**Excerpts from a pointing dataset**

----

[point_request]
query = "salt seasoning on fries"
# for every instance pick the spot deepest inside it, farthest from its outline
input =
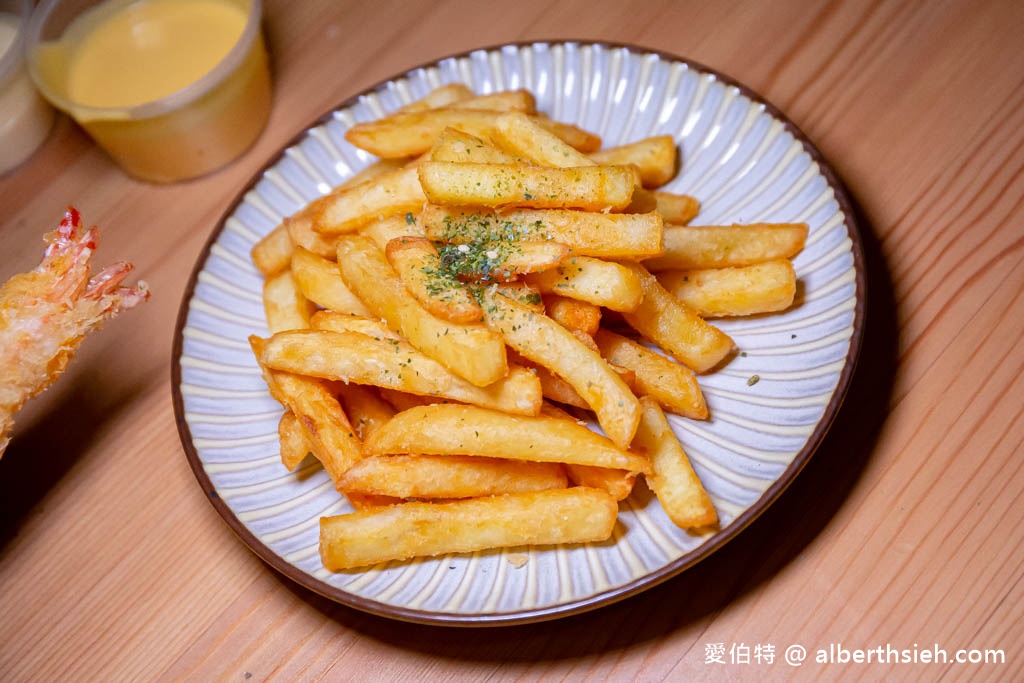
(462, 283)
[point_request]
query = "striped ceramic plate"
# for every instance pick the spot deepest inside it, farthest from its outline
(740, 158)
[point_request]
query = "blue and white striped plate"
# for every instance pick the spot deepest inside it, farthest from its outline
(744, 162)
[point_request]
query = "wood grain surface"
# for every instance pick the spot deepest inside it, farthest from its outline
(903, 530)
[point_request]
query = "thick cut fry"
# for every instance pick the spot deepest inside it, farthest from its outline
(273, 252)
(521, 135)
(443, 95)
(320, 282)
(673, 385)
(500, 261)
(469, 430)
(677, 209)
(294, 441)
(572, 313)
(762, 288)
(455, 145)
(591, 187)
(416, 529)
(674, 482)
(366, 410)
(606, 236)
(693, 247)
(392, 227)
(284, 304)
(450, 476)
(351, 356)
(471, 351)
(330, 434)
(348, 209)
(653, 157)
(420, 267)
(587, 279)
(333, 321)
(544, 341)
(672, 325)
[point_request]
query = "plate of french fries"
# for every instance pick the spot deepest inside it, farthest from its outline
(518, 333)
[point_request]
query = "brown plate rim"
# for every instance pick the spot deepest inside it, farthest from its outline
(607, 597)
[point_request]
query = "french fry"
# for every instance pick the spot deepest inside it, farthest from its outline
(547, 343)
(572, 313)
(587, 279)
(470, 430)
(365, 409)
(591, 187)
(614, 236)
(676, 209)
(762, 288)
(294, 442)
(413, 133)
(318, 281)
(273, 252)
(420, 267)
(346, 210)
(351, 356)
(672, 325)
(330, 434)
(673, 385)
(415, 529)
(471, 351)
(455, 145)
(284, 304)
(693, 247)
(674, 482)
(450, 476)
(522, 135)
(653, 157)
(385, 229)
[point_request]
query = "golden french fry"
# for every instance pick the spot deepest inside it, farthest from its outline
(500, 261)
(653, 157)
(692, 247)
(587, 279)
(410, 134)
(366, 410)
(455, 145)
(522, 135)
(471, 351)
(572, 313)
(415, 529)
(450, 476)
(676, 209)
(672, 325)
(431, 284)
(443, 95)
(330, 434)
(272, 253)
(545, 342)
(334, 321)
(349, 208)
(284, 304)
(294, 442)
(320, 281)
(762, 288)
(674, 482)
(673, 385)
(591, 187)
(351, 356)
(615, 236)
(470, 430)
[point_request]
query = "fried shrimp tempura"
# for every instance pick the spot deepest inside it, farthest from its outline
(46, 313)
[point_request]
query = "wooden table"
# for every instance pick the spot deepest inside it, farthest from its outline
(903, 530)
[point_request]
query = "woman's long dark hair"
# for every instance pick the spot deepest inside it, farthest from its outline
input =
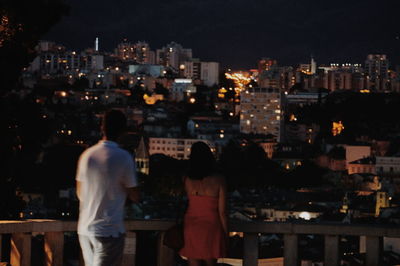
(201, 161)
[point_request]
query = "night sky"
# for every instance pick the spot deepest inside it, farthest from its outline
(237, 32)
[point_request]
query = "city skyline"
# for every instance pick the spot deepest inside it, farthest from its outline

----

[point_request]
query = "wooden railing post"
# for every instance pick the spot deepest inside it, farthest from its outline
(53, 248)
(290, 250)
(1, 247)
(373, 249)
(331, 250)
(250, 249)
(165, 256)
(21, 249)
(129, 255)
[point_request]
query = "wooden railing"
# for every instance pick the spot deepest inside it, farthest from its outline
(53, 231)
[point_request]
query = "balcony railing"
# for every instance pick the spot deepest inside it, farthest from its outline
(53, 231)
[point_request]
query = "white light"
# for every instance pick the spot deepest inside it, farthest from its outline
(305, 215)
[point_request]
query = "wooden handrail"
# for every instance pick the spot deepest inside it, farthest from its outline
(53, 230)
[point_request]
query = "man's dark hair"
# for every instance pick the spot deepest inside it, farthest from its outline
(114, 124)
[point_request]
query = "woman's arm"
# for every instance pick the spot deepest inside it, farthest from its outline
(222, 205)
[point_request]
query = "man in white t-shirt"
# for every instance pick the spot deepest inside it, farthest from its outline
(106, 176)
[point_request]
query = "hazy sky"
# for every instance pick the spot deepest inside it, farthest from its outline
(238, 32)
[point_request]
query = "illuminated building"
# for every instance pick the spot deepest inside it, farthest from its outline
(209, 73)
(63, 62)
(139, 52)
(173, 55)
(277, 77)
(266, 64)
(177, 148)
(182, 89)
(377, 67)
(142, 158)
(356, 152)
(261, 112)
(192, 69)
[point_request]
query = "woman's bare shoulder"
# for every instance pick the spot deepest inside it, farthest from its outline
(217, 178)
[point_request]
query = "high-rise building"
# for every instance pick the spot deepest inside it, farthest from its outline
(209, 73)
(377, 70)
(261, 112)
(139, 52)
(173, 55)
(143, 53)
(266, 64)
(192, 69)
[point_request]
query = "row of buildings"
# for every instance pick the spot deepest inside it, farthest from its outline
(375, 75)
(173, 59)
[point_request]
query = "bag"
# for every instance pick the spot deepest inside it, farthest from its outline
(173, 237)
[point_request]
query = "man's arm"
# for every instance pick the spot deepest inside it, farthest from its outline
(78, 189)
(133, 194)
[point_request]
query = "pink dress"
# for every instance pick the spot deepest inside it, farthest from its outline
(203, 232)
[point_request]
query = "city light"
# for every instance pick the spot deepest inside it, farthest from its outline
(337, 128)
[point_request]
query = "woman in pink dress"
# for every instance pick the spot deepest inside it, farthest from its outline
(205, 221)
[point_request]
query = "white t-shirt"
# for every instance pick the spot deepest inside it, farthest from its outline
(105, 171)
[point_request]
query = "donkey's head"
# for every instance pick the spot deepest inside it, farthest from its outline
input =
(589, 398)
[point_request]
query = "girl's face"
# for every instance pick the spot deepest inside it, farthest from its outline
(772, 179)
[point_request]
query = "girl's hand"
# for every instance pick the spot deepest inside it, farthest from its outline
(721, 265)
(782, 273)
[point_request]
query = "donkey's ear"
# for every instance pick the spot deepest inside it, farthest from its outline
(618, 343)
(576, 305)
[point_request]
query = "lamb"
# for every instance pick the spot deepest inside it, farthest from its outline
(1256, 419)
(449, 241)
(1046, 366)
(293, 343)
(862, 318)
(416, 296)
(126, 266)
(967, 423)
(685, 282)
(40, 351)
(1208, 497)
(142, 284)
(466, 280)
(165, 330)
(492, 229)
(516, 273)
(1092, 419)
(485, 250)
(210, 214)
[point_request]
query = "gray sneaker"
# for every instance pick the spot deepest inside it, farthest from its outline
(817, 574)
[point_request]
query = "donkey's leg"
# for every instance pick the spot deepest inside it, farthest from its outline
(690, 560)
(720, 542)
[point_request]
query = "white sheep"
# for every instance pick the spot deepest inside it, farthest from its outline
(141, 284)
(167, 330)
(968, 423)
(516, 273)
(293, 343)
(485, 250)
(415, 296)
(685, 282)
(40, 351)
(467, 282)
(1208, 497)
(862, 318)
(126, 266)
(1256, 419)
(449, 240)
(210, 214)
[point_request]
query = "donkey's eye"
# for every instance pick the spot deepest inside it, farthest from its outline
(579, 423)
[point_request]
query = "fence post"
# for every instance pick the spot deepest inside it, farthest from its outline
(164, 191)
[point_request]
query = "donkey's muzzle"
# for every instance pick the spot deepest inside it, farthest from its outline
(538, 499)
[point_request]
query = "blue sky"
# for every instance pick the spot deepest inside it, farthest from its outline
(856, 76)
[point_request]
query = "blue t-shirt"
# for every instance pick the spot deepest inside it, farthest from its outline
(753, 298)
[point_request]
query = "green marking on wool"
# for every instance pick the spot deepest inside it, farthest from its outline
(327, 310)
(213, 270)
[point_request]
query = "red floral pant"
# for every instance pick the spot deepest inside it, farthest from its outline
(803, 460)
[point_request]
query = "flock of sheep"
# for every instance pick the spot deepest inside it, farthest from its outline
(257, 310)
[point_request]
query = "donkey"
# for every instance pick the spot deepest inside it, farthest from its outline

----

**Stated problem**
Locate each line in the data above that contains the string "plate" and copy those lines out in full. Case counts.

**Problem solution**
query = "striped ceramic plate"
query = "blue and white striped plate"
query = "plate of french fries"
query = "brown plate rim"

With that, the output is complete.